**Problem to work on**
Copy every one of the following rows word for word. Leave out the pictures.

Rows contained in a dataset
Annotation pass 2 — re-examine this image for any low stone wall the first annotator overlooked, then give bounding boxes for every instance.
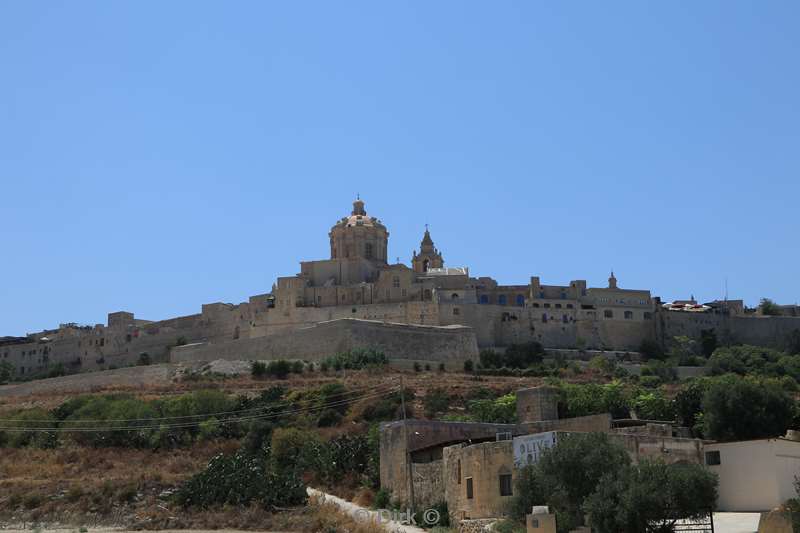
[170,319,478,362]
[411,461,444,509]
[458,518,499,533]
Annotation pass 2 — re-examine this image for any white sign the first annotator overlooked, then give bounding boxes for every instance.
[513,431,556,468]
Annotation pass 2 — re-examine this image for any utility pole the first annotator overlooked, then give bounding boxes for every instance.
[400,376,414,516]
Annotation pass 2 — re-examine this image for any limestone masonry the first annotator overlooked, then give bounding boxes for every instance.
[0,199,800,376]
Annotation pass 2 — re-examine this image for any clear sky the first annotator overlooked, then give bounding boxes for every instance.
[0,0,800,335]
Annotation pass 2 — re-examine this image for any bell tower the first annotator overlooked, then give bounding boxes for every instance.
[411,224,444,274]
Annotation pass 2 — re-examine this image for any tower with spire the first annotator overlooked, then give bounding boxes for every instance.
[411,224,444,274]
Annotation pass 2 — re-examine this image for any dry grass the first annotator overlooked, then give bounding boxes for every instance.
[0,441,238,525]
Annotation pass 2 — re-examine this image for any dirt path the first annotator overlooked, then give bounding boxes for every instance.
[306,487,426,533]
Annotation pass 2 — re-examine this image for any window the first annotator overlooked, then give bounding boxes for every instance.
[500,474,513,496]
[706,450,722,466]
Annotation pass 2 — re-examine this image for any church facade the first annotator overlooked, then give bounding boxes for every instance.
[0,199,800,376]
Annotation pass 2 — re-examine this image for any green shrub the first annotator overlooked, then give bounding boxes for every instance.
[639,339,665,361]
[175,452,306,509]
[0,361,14,385]
[422,388,450,418]
[702,374,795,441]
[639,376,662,389]
[317,409,342,428]
[266,359,292,379]
[242,419,273,455]
[631,391,675,421]
[642,361,678,383]
[250,361,267,379]
[324,348,389,371]
[62,394,159,448]
[47,363,67,378]
[467,393,517,424]
[0,407,58,448]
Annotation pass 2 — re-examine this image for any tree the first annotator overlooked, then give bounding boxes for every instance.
[700,328,718,358]
[703,375,795,441]
[668,335,697,365]
[584,460,717,533]
[631,391,675,420]
[758,298,781,316]
[0,361,14,385]
[675,378,711,434]
[511,433,630,533]
[786,328,800,355]
[467,393,517,424]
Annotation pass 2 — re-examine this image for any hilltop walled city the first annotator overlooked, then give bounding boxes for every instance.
[0,198,800,533]
[0,199,800,376]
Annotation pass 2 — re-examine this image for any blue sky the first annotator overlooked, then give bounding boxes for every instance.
[0,0,800,335]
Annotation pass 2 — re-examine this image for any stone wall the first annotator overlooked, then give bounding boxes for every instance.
[443,440,516,520]
[170,319,478,362]
[411,460,444,509]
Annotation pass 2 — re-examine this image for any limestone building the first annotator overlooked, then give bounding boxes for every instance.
[0,198,800,376]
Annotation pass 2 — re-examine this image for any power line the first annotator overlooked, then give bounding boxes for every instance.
[0,385,398,424]
[0,388,398,433]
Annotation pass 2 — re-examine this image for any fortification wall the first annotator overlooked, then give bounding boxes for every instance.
[170,319,478,362]
[657,311,800,349]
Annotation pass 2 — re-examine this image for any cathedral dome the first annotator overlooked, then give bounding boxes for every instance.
[329,198,389,263]
[336,198,385,228]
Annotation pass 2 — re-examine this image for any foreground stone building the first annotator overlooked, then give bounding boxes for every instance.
[380,387,704,520]
[0,199,800,376]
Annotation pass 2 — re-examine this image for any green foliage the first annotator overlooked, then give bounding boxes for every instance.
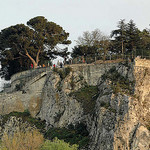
[15,80,25,91]
[102,67,135,95]
[111,19,150,58]
[100,101,116,113]
[2,110,46,132]
[41,138,78,150]
[53,67,72,80]
[45,123,89,148]
[0,16,71,79]
[70,86,99,114]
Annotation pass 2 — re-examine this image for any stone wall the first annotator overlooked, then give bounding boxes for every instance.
[135,57,150,67]
[70,63,118,85]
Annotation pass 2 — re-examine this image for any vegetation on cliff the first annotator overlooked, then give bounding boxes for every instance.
[102,67,135,95]
[69,85,99,114]
[0,110,89,150]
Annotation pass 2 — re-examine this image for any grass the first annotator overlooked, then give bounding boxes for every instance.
[70,86,99,114]
[2,110,46,132]
[44,123,89,148]
[102,67,135,95]
[53,67,72,80]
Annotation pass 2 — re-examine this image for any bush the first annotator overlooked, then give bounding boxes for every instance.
[69,86,99,114]
[41,138,78,150]
[44,123,89,148]
[2,128,44,150]
[102,67,135,95]
[53,67,71,80]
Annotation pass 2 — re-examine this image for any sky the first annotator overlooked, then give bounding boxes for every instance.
[0,0,150,89]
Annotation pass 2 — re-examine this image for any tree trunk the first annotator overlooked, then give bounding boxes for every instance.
[26,51,38,69]
[122,39,124,59]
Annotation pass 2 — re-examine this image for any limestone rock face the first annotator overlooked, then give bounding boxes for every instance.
[89,64,150,150]
[38,73,83,127]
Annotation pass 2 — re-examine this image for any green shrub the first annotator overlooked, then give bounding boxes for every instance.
[69,86,99,114]
[102,67,135,95]
[44,123,89,148]
[2,110,46,132]
[41,138,78,150]
[53,67,72,80]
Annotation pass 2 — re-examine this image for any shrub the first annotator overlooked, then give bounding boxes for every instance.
[53,67,71,80]
[44,123,89,148]
[2,128,44,150]
[69,86,99,114]
[102,67,135,95]
[41,138,78,150]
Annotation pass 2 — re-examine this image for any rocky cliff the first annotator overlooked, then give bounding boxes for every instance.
[1,59,150,150]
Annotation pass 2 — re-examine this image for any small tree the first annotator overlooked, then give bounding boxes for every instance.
[0,16,71,79]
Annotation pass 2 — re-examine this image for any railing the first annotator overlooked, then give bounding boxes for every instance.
[65,55,150,65]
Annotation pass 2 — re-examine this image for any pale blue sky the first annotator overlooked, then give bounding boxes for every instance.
[0,0,150,50]
[0,0,150,88]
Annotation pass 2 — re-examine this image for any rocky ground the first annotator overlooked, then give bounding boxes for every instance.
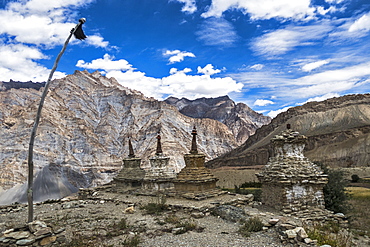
[0,191,368,247]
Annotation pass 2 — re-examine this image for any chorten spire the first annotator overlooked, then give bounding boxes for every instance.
[128,138,135,158]
[155,130,163,155]
[190,126,198,154]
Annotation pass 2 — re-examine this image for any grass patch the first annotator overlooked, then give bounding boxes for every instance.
[121,235,141,247]
[175,220,204,235]
[347,187,370,236]
[238,217,263,237]
[346,187,370,202]
[307,221,353,247]
[107,218,130,238]
[164,214,181,225]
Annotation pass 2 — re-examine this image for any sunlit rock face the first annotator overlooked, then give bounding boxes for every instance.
[206,94,370,168]
[0,71,237,204]
[165,96,271,145]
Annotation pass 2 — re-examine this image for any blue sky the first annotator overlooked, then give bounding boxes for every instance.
[0,0,370,117]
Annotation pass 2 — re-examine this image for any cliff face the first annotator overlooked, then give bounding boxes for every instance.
[165,96,271,145]
[207,94,370,168]
[0,71,237,197]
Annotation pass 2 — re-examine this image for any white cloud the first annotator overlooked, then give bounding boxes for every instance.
[251,21,332,57]
[163,50,195,64]
[250,63,265,70]
[198,64,221,75]
[0,0,108,81]
[202,0,315,20]
[302,60,329,72]
[86,35,109,48]
[175,0,197,14]
[195,18,239,47]
[253,99,275,106]
[229,61,370,105]
[0,44,65,82]
[76,54,133,72]
[348,13,370,33]
[76,54,243,99]
[302,93,340,105]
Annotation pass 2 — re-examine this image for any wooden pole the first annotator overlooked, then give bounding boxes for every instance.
[27,18,86,222]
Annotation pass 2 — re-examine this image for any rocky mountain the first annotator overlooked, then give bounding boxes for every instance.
[207,94,370,168]
[165,96,271,145]
[0,71,237,203]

**Solution to this problem**
Annotation pass 2 — re-examine this image for any low stone wall the first annotator overlooked, then give bounding boxes for every instance.
[170,319,478,362]
[411,461,444,509]
[458,518,499,533]
Annotation pass 2 — re-examine this image for any white sign the first annotator overlooked, then give bounding boxes for every instance.
[513,431,556,468]
Annotation pass 2 — re-examine this image for any utility pole the first annotator overlooked, then give bounding boxes for every instance.
[400,376,414,516]
Annotation pass 2 — re-examine this image for any limestone masonry the first annotator overlooked, then give bounding boxes for every instance.
[0,199,800,376]
Annotation pass 2 — re-examine this image for any clear sky the first annotator overlooked, then give bounding boxes for every instance.
[0,0,800,335]
Annotation pass 2 — re-examine this image for any bell tower the first annotator overlooked, then give bounding boxes for every instance.
[411,224,444,274]
Annotation pass 2 — re-examine this image for any tower with spire the first annotator overlooked, then give bounding boxes for every instance.
[411,224,444,274]
Annotation pass 2 — re-examine this image for any dry grass the first annotator overlooked, then give bounding boxes for every instance.
[0,441,238,525]
Annotation pass 2 — re-examine this image for any dirt path the first annotator overlooked, then give bounding boxes for every instance.
[306,487,426,533]
Annotation pass 2 — re-examine this image for any window the first annotator overlooked, then give bounding boxes for every instance.
[500,474,513,496]
[706,450,722,466]
Annotation pass 2 — re-examine this image for any church facade the first annotator overlooked, then give bounding boxes for every instance.
[0,199,800,376]
Annotation pass 2 — re-examine this image for any green shrub the first annotator overlooked, then give bounding boxes for every instance.
[639,339,665,361]
[175,452,306,509]
[0,361,14,385]
[422,388,450,418]
[702,374,795,441]
[639,376,662,389]
[317,409,342,428]
[266,359,292,379]
[242,419,273,455]
[631,391,675,421]
[642,361,678,383]
[250,361,267,379]
[324,348,389,371]
[62,394,159,448]
[47,363,67,378]
[467,393,517,424]
[0,407,58,448]
Annotation pass 2 — re-examine this image for any tree the first annotator overlooked, then give bounding boxes for every instance.
[700,328,718,358]
[703,375,795,441]
[668,335,697,365]
[584,460,717,533]
[631,391,675,420]
[758,298,781,316]
[0,361,14,385]
[675,378,711,434]
[511,433,630,533]
[786,328,800,355]
[467,393,517,424]
Annotation pass 2 — re-examine this image for any hilltop walled city the first annotator overlooked, then give bounding boxes for every instance.
[0,198,800,533]
[0,199,800,376]
Annotation pass 2 — re-examine this image for any blue sky the first annotator overlooked, then give bounding boxes for every instance.
[0,0,800,335]
Annotation pass 2 — re-examine this image for any stone wall the first annotator overlooked, then give bounding boxes for every instance.
[443,440,516,520]
[170,319,478,362]
[411,460,444,509]
Annotation pass 2 — re-examine this image for any limestone building the first annotator overlooked, then give bounding boxes for every instance.
[0,198,800,376]
Annotation pass 2 — re-examine this image for any power line the first annotator overlooked, then give bounding boxes for every instance.
[0,385,398,424]
[0,388,398,433]
Annotation pass 2 — re-examine this image for any fortification wall the first annotator overlooked, then give bounding boxes for every instance.
[170,319,478,362]
[657,311,800,349]
Annotation pass 2 — re-examine this image for any cathedral dome the first annotator overlooked, then give bounding boxes for every instance.
[329,198,389,263]
[336,198,385,228]
Annotation pass 2 — re-examine this image for any foreground stone building the first annotator overlooked, then give bounding boxes for every instance.
[380,387,704,520]
[0,199,800,376]
Annotation pass 2 — re-examine this image for any green foliage the first annotator overlooked, then give bounding boxes for every instance.
[15,80,25,91]
[102,67,135,95]
[111,19,150,58]
[100,101,116,113]
[2,110,46,132]
[41,138,78,150]
[53,67,72,80]
[45,123,89,148]
[0,16,71,79]
[70,86,99,114]
Annotation pass 2 — re-examine this image for any stone wall the first annotator overlooked, then give bounding boxes for every instance.
[135,57,150,67]
[70,63,118,85]
Annotation pass 2 — re-examine this image for any vegetation on cliff the first annotator overlooked, then give bounding boxes for every instance.
[102,67,135,95]
[69,85,99,114]
[0,110,89,150]
Annotation pass 2 — re-examine this image for any grass the first annotator overlooked, then give bounding boxes for every instance.
[70,86,99,114]
[2,110,46,132]
[44,123,89,148]
[102,67,135,95]
[53,67,72,80]
Annotation pass 2 — re-examine this image for any bush the first annotator overlooked, then give bounding boxes for every instance.
[69,86,99,114]
[41,138,78,150]
[44,123,89,148]
[2,128,44,150]
[102,67,135,95]
[53,67,71,80]
Annotation pass 2 — re-examine this image for any sky the first annotator overlooked, then give bounding boxes for every instance.
[0,0,150,89]
Annotation pass 2 — re-examine this image for any tree trunk the first annotator overlooked, then give bounding boxes for every instance.
[26,51,38,69]
[122,39,124,59]
Annotation pass 2 — re-examine this image for any limestone rock face the first annotator overlooked, then give bounding boxes for every instance.
[89,64,150,150]
[38,73,83,127]
Annotation pass 2 — re-examine this image for any green shrub the first annotator overlooked, then give bounding boxes for every instance.
[69,86,99,114]
[102,67,135,95]
[44,123,89,148]
[2,110,46,132]
[41,138,78,150]
[53,67,72,80]
Annotation pass 2 — re-examine this image for any shrub the first annotator overlooked, then give bounding boxes for every instance.
[53,67,71,80]
[44,123,89,148]
[2,128,44,150]
[69,86,99,114]
[102,67,135,95]
[41,138,78,150]
Annotation pass 2 — re-examine this image for any rocky cliff the first annotator overlooked, then give bounding boxes for every instance.
[1,59,150,150]
Annotation pass 2 — re-examine this image for any small tree the first annotator overlooked, then give bounding boxes for every instance.
[0,16,71,79]
Annotation pass 2 — re-examine this image for any railing the first annotator overlooked, then give bounding boxes for every instance.
[65,55,150,65]
Annotation pass 2 — re-examine this image for any pale blue sky the first annotator overlooked, then give bounding boxes for every instance.
[0,0,150,50]
[0,0,150,88]
Annotation pass 2 — re-examine this image for any rocky ground the first annotator overlooked, then give bounding boxes for every instance.
[0,191,368,247]
Annotation pass 2 — re-examine this image for any chorten spire the first annotator overlooked, then give bounding boxes for every instance.
[128,138,135,158]
[155,130,163,155]
[190,126,198,154]
Annotation pass 2 — re-examine this image for any grass patch the first annotator overlooked, then give bounding boxes for every instance.
[121,235,141,247]
[175,220,204,235]
[347,187,370,236]
[238,217,263,237]
[346,187,370,202]
[307,221,353,247]
[107,218,130,238]
[164,214,181,225]
Annotation pass 2 — re-examine this image for any sunlit rock face the first annotator overlooked, then give bounding boxes for every instance.
[206,94,370,168]
[0,71,237,204]
[165,96,271,145]
Annotation pass 2 — re-examine this image for any blue sky the first annotator overlooked, then give bounding boxes for every instance.
[0,0,370,117]
Annotation pass 2 — re-examine this image for any cliff face the first annotator overlooked, then give bounding boxes for every instance.
[165,96,271,145]
[207,94,370,168]
[0,71,237,197]
Annotation pass 2 — re-examine this image for any white cloud the first annotator overlooked, then give bounding boxes for every instance.
[251,21,332,57]
[163,50,195,64]
[250,63,265,70]
[198,64,221,75]
[0,0,108,81]
[202,0,315,20]
[302,60,329,72]
[86,35,109,48]
[175,0,197,14]
[195,18,239,47]
[253,99,275,106]
[229,61,370,105]
[0,44,65,82]
[76,54,133,72]
[348,13,370,33]
[76,54,243,99]
[302,93,340,105]
Annotation pass 2 — re-examine this image for any wooden pole the first annotator overlooked, then give bounding boxes for every instance.
[27,18,86,222]
Annotation pass 2 — re-examine this image for any rocky mountain the first annotator overlooked, then give bounding boxes for every instance.
[207,94,370,168]
[165,96,271,145]
[0,71,237,203]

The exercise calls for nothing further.